THE PROBLEM:
Give the listing again word for word, excluding the pictures it contains.

SUPPLIED MATERIAL:
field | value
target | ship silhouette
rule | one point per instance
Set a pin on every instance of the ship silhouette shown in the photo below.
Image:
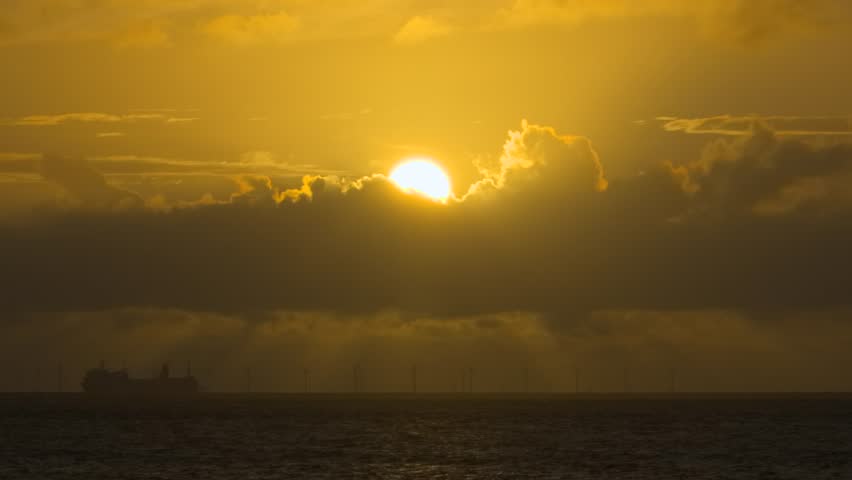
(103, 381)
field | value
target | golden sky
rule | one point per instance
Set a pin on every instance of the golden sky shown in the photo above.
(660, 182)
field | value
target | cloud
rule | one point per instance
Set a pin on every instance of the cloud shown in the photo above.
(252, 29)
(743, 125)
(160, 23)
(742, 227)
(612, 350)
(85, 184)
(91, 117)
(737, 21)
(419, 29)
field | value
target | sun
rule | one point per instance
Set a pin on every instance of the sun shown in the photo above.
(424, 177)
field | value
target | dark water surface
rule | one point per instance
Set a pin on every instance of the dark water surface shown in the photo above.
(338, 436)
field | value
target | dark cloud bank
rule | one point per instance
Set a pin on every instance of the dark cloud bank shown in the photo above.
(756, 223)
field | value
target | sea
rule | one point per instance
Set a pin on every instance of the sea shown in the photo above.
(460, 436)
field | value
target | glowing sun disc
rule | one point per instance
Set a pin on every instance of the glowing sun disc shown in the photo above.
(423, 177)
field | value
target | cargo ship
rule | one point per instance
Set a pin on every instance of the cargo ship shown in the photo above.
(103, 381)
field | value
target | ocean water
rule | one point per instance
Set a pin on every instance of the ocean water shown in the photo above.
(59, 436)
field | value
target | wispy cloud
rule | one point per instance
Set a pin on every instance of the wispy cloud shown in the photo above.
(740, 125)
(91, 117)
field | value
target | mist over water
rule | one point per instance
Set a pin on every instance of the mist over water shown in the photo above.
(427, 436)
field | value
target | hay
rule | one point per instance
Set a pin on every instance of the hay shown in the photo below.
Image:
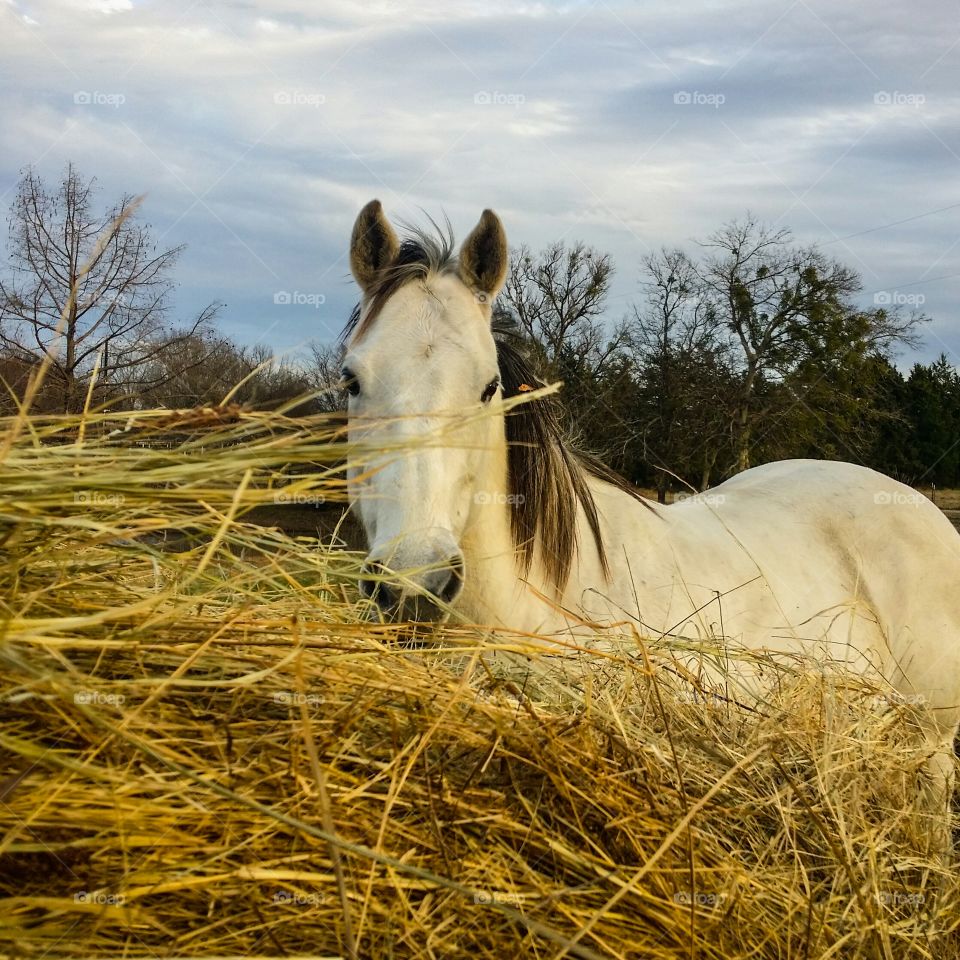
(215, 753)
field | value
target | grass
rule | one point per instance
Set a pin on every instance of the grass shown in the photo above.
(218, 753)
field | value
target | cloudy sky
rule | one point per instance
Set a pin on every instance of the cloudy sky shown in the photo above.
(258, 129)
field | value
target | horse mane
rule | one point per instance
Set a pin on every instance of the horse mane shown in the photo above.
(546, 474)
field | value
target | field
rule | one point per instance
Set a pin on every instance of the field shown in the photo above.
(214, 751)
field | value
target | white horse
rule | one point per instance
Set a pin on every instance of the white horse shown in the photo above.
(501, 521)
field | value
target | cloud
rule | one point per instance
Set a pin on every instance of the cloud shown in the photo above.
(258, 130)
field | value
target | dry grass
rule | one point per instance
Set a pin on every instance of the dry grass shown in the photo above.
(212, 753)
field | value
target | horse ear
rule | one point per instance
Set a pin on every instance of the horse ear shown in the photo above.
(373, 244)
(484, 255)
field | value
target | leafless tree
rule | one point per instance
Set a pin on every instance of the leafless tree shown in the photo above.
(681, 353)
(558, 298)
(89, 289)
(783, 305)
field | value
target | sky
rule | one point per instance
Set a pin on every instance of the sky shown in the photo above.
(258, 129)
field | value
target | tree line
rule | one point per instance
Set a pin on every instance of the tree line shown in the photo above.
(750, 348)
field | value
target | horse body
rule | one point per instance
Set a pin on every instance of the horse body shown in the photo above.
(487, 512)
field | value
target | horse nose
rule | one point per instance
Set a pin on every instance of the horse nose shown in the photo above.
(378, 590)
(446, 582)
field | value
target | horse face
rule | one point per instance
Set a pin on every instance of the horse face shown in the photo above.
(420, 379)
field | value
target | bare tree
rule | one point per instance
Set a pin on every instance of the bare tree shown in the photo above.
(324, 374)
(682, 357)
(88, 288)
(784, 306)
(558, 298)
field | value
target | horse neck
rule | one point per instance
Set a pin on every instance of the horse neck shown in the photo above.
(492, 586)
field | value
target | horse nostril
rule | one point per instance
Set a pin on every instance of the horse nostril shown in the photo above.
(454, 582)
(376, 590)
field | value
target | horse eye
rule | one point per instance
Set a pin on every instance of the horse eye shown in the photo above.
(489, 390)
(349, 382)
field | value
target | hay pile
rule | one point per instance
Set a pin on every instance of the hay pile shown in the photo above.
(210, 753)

SOLVED PROBLEM:
field | value
target | ship silhouette
rule | one point per instance
Set a pin on every instance of the ship silhouette shown in the photo below.
Image:
(103, 381)
field | value
target | golden sky
rule | one point per instance
Set a pin on every instance of the golden sky shown in the photo above.
(660, 182)
field | value
target | cloud
rule | one point per instance
Set a pin on every instance of the cloud shown in the photo above.
(252, 29)
(743, 125)
(160, 23)
(742, 227)
(612, 350)
(85, 184)
(91, 117)
(737, 21)
(419, 29)
field | value
target | sun
rule | one point per instance
Set a pin on every instance of the sun shown in the photo above.
(424, 177)
field | value
target | dark water surface
rule | one point per instance
Set a pin on every instance of the dark water surface shown in the photo above.
(338, 436)
field | value
target | dark cloud bank
rule | one point per instance
Set a pin on every instance of the dark cloud bank shown in the photo above.
(756, 223)
field | value
target | sea
rule | one point per instance
Set a pin on every instance of the sea shown in the photo above.
(460, 436)
field | value
target | glowing sun disc
rule | one point per instance
Set a pin on every instance of the glowing sun disc shown in the photo above.
(423, 177)
field | value
target | cargo ship
rule | one point per instance
Set a pin on every instance of the cargo ship shown in the photo above.
(103, 381)
field | value
target | ocean water
rule | one point per instance
Set a pin on every instance of the ocean water shown in the photo above.
(59, 436)
field | value
target | wispy cloud
rule | one point per instance
Set a pin on every instance of the wispy cloud shown in the photo above.
(740, 125)
(91, 117)
field | value
target | mist over water
rule | one point per instance
Set a pin on every instance of the mist over water shown in the photo above.
(427, 436)
field | value
target | hay
rule | one point per instance
Set a pin on every instance of the hay shown in the photo below.
Image:
(215, 753)
field | value
target | grass
rule | one point per instance
Set a pin on every instance of the grass shown in the photo above.
(218, 753)
field | value
target | cloudy sky
rule | one point per instance
Set a pin on every instance of the cloudy sky shown in the photo above.
(258, 129)
field | value
target | horse mane
rule | one point per instance
Set a pin on every instance of the horse mane shown in the photo above.
(546, 474)
field | value
target | field
rule | one point per instance
Set a pin on every instance of the field shown in the photo above.
(214, 751)
field | value
target | white horse
rule | one point per instance
Set a pin on every instance of the white horse shown in the photo above.
(501, 521)
field | value
target | cloud
rule | one point per instance
Set a pin on every instance of the cloud shown in the photo above.
(258, 130)
field | value
target | dry grass
rule | one point per instance
Set a pin on every instance of the dry grass shown in the photo above.
(212, 753)
field | value
target | horse ear
rule | one point per instance
Set a pin on every instance of the horse ear shown in the photo above.
(373, 244)
(484, 255)
field | value
target | leafless tree
rule | one point per instance
Set a pin on every instance of the leafless tree shown in the photo above.
(681, 353)
(558, 298)
(89, 289)
(783, 305)
field | value
target | sky
rule | one point per instance
Set a pin on every instance of the sky shown in the photo above.
(258, 129)
field | value
target | tree line
rule | one point per instance
Set a pin on every instance of the tree line shown in the photo above.
(750, 348)
field | value
target | horse body
rule | one point per instance
Set a pin on every instance of the horse body shown in the photo above.
(487, 512)
field | value
target | horse nose
rule | one point per instance
Set a pin on every instance of the horse nose shown in the photo above.
(378, 590)
(446, 582)
field | value
target | horse face
rule | one point per instance
Set a pin on every instance of the horse face shown in the photo above.
(420, 379)
field | value
target | bare tree
rule | one point per instance
Set a pin on every instance of the bare tree shown in the photo above.
(324, 374)
(682, 357)
(88, 288)
(784, 306)
(558, 298)
field | value
target | horse neck
rule | one point per instance
Set a pin on every instance of the horse neck shown in the photo above.
(492, 586)
field | value
target | horse nostril
rule | one point per instance
Set a pin on every instance of the horse nostril shown in the photo above.
(454, 582)
(376, 590)
field | value
target | horse eye
rule | one point per instance
Set a pin on every instance of the horse eye shown in the photo above.
(489, 390)
(349, 382)
field | value
target | hay pile
rule | one point per instance
Set a pin on every instance of the hay pile shown in the photo above.
(210, 753)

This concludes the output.